**RECORDS FOR THIS TASK**
↓↓↓

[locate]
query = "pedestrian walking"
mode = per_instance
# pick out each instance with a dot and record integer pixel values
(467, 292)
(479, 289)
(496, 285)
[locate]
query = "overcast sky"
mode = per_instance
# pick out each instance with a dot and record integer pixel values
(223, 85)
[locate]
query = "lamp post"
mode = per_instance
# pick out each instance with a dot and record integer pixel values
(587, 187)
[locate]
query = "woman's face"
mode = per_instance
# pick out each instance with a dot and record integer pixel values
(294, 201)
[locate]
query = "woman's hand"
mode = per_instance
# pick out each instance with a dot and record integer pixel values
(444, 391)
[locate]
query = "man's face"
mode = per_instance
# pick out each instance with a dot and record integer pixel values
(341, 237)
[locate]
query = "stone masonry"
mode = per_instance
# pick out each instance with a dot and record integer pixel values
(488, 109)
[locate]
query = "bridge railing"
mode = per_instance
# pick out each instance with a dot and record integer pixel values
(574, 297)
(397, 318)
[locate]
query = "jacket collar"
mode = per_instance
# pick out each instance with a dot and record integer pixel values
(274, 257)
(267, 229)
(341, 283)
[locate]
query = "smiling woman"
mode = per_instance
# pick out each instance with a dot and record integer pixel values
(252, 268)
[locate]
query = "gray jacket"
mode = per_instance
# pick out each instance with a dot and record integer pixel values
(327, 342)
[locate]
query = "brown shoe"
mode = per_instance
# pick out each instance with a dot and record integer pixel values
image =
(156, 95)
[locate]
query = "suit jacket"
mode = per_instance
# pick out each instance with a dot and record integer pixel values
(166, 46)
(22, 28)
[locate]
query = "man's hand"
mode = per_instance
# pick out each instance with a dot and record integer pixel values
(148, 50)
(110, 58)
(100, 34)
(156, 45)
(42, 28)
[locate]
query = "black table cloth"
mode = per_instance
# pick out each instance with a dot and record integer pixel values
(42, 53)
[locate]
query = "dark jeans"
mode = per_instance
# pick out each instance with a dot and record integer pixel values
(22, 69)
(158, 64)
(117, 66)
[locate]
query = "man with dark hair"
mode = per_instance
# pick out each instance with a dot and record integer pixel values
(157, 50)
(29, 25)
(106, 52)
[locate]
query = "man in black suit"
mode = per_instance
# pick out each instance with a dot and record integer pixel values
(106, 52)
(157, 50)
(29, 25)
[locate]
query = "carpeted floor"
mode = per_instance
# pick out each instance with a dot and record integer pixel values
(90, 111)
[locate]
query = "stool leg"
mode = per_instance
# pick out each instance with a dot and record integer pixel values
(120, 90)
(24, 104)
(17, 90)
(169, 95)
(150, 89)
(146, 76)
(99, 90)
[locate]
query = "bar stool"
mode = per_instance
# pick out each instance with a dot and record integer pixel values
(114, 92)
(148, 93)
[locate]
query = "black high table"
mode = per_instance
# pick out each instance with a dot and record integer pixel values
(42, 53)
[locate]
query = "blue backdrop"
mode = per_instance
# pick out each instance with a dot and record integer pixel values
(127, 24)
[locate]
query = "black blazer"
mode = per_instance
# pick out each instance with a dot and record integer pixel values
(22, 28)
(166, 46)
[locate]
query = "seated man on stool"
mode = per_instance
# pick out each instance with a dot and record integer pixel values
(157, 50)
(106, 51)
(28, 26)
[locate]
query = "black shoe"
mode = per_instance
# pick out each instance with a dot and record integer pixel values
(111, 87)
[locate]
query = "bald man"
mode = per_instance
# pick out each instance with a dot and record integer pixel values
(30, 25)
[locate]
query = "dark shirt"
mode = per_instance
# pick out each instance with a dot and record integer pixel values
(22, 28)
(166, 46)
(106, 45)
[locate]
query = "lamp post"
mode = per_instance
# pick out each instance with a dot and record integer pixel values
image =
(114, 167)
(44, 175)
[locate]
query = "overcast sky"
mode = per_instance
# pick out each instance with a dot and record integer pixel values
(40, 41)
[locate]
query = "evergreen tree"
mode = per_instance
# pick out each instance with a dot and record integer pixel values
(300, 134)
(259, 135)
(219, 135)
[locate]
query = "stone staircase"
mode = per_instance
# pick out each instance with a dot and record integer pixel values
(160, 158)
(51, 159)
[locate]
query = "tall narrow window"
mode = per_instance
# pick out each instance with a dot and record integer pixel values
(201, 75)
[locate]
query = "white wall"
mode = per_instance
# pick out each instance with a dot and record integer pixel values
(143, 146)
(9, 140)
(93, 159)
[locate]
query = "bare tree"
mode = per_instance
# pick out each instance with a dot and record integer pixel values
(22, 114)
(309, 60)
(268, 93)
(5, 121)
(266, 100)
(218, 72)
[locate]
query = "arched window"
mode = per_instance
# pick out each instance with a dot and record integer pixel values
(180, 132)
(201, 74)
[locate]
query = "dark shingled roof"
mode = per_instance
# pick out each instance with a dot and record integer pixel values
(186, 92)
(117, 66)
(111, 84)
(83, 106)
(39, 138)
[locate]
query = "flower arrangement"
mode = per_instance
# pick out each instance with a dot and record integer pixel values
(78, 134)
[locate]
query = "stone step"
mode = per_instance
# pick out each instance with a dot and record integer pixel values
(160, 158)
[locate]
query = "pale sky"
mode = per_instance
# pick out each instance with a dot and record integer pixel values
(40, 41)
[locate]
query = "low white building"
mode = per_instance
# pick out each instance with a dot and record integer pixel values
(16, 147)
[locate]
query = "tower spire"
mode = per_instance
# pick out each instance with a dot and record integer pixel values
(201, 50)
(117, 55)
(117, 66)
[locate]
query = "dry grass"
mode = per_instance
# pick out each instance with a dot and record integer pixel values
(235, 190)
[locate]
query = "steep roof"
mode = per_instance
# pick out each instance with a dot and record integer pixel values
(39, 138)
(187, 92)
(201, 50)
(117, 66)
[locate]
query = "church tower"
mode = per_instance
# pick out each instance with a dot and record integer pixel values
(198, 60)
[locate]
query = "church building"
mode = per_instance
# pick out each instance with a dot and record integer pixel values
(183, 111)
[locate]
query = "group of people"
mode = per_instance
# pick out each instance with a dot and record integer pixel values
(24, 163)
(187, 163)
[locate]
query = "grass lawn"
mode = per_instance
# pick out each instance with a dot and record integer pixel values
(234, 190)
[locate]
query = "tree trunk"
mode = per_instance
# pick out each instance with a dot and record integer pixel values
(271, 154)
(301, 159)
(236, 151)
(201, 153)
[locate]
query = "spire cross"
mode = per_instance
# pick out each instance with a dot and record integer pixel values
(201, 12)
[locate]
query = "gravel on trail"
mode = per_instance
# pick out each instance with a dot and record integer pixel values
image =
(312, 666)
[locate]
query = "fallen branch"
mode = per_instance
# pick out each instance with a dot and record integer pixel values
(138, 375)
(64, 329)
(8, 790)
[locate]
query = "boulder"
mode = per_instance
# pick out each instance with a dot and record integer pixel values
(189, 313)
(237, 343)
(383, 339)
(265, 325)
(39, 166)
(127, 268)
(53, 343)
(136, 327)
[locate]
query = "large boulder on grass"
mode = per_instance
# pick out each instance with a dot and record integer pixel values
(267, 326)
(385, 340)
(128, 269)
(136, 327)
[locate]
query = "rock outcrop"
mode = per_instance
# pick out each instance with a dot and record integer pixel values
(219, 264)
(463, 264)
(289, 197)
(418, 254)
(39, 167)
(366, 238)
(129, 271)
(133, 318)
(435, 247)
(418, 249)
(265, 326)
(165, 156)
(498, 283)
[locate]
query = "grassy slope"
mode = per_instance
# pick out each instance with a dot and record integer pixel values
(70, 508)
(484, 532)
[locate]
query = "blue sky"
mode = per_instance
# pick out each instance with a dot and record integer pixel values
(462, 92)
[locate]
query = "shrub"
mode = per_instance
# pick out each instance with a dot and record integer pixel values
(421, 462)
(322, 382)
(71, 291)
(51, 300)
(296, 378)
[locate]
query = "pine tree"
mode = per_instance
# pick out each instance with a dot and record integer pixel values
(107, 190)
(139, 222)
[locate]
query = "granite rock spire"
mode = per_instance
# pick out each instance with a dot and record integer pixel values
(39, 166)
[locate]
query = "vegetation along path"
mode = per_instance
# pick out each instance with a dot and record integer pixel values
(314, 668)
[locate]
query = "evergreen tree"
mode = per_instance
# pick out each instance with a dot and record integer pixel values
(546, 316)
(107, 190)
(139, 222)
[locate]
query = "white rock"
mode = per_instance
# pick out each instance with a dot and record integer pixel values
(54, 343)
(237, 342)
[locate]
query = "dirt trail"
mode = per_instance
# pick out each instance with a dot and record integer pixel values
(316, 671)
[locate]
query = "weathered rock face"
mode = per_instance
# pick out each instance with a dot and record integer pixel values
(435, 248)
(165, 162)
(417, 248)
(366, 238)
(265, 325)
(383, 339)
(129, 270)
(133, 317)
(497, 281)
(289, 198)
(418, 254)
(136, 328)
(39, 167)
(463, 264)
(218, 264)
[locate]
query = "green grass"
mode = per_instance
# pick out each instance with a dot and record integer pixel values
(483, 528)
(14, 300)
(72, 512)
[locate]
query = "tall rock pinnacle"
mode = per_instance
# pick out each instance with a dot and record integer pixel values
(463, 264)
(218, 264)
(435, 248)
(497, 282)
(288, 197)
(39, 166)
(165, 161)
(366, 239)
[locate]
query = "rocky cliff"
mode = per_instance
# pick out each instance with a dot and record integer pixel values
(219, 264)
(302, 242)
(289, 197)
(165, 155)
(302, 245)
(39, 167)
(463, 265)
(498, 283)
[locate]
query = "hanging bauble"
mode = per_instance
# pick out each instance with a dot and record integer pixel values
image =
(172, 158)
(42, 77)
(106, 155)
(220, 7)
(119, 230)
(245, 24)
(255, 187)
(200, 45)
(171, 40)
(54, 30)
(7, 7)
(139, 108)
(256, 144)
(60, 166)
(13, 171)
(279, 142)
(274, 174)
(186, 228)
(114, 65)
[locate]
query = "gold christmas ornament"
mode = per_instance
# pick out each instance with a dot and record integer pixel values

↑↑↑

**AIM OF THE EXERCISE**
Pull out each line of the records above that contains the string "trail", and copy every such line whole. The match must be case-sensitive.

**SOLUTION BELOW**
query = "gravel on trail"
query = "dirt trail"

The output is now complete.